The Great Gatsby
The Great Gatsby, a novel written by the American novelist F. Scott Fitzgerald, was first published on April 10, 1925. The story takes place in New York City and Long Island in the 1920s. It has often been described as the epitome of the "Jazz Age" in American literature.
Fitzgerald's novel was not popular when it was first published, selling fewer than 24,000 copies during his lifetime. Largely forgotten during the Great Depression and World War II, it was republished in the 1950s and quickly found a wide readership. Over the following decades it emerged as a standard text in secondary school and university courses on literature in countries around the world. It is often cited as one of the greatest English-language novels of the 20th century, as well as one of the greatest American literature pieces ever written.
Summary
The novel is set on Long Island, in Great Neck, New York (where Fitzgerald lived while writing the novel) and Port Washington, New York. However, in the novel, Fitzgerald refers to the two locations as West Egg and East Egg, respectively.
Jay Gatsby, the title character, is a young millionaire living in West Egg with a mysterious and somewhat notorious past. He made his fortune through bootlegging and other corrupt practices such as trading stolen securities. Rumors circulate of him "killing a man", or being a German spy during the Great War and the possibility of him being a cousin of contemporaneous German ruler Kaiser Wilhelm. He is famous for throwing glamorous parties attended by high society, with their countless gatecrashers whom he generously tolerates. However, Gatsby has no ties to the society of the rich in which he circulates, and is a lonely man. All he really wants is to "repeat the past" – to be reunited with the love of his life and golden girl, Daisy. It is revealed that Daisy is the primary reason he pursued a life of money, the other being that he wanted to escape from the life of his father, a farmer. But Daisy is now Daisy Buchanan, married to the staid, relatively respectable millionaire Tom Buchanan, and the couple now has a young child. For Gatsby, though, Daisy's new status as mother and wife hardly constitutes an obstacle in regaining her love; and Daisy, feeling trapped and bored in her marriage with the unfaithful Tom, is flattered by the return of Gatsby's attention.
The narrator of the novel is 29-year-old Nick Carraway, an apprentice Wall Street trader in the rising financial markets of the early 1920s, who is also Daisy's cousin. Carraway has moved into a small bungalow next to the enormous mansion (a "factual imitation of some Hotel de Ville in Normandy") of millionaire Gatsby. Eventually, Carraway cynically realizes that the rich, as respectable as they may seem superficially, are indeed "careless people," and Tom and Daisy are no exception. Tom has a mistress, Myrtle Wilson, the wife of the gas station owner in the wasteland of ashes around present day Flushing, Queens, New York, between the fabulous mansions on Long Island and New York City. Nick meets and quickly befriends Gatsby though, and becomes his liaison with Daisy. One afternoon, after a confrontation between Tom and Gatsby over Daisy, Daisy runs over Myrtle while driving back from the city. Tom misleads Myrtle's heartbroken husband George, implying that the accident was Gatsby's fault, though it is not clear if Tom did so intentionally. In a fit of blinding vengeance, Gatsby is consequently shot by George Wilson; Wilson commits suicide immediately afterward. Hardly anyone, not even Daisy, goes to Gatsby's funeral, and Nick, Gatsby's sole remaining friend, attends it with Gatsby's father, a poor farmer. Only one guest shows up, one of Gatsby's previous party-goers, the owl-eyed man, who was amazed with Gatsby's incredible library, (i.e. "The books are real"). Gatsby is buried with the same mystery in which he suddenly appeared.

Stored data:

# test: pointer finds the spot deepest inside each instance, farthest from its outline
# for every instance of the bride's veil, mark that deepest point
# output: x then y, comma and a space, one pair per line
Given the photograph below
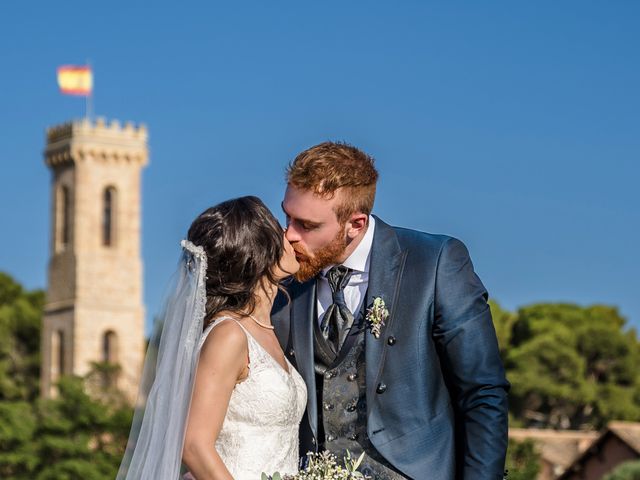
154, 449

Brief 1: Reproduce the Great Gatsby article word for word, starting with "Fitzgerald's novel was" and going on through "East Egg, respectively.".
Brief 2: Extend the Great Gatsby article, picking up right after its final sentence.

Expected answer 1:
Fitzgerald's novel was not popular when it was first published, selling fewer than 24,000 copies during his lifetime. Largely forgotten during the Great Depression and World War II, it was republished in the 1950s and quickly found a wide readership. Over the following decades it emerged as a standard text in secondary school and university courses on literature in countries around the world. It is often cited as one of the greatest English-language novels of the 20th century, as well as one of the greatest American literature pieces ever written.
Summary
The novel is set on Long Island, in Great Neck, New York (where Fitzgerald lived while writing the novel) and Port Washington, New York. However, in the novel, Fitzgerald refers to the two locations as West Egg and East Egg, respectively.

Expected answer 2:
Literary elements
Structure
- Nonlinear representation of time
- 1st person limited point of view
Symbolism
- The green light on the end of Daisy's dock is introduced at the end of Chapter 1, when Gatsby reaches, "trembling", out toward it across the Sound. It clearly represents Gatsby's dreams and hopes, but has other, more subtle, associations such as money and the go-go attitude depicted of the 20s. The light also seems to symbolize the impossibility of Gatsby winning back Daisy, being far away in the distance and out of reach. It can also be interpreted as a veil that hides the true Daisy from Gatsby's eyes. Green is also the color of jealousy, and - while Gatsby himself does not outwardly display any such kind - there is a possibility that he is jealous of Daisy's marriage with Tom Buchanan.
- The clock that Gatbsy, in his nervousness, knocks off the mantlepiece when he is first re-introduced to Daisy is symbolic of his futile desire to turn back time, and to relive the life he once had with Daisy.
- Fitzgerald was among the American expatriates who lived in Paris in the 1920s. The name Gatsby is a close homophone of the word gaspille from the verb gaspiller ("to waste"). It also is a pun on "gat," the slang term for pistol which references the illicit way in which he had earned his money.
- The air mattress Gatsby struggles in carrying to his pool which he was shot in is a symbol of Jesus carrying a cross to the place of his crucifixion.
- There are many images of thin moons, faded moonlight, stars and single body parts. These all imply the fragmented world in which they live and that attempts to grasp for a moment are futile as what exists is temporal and elusive.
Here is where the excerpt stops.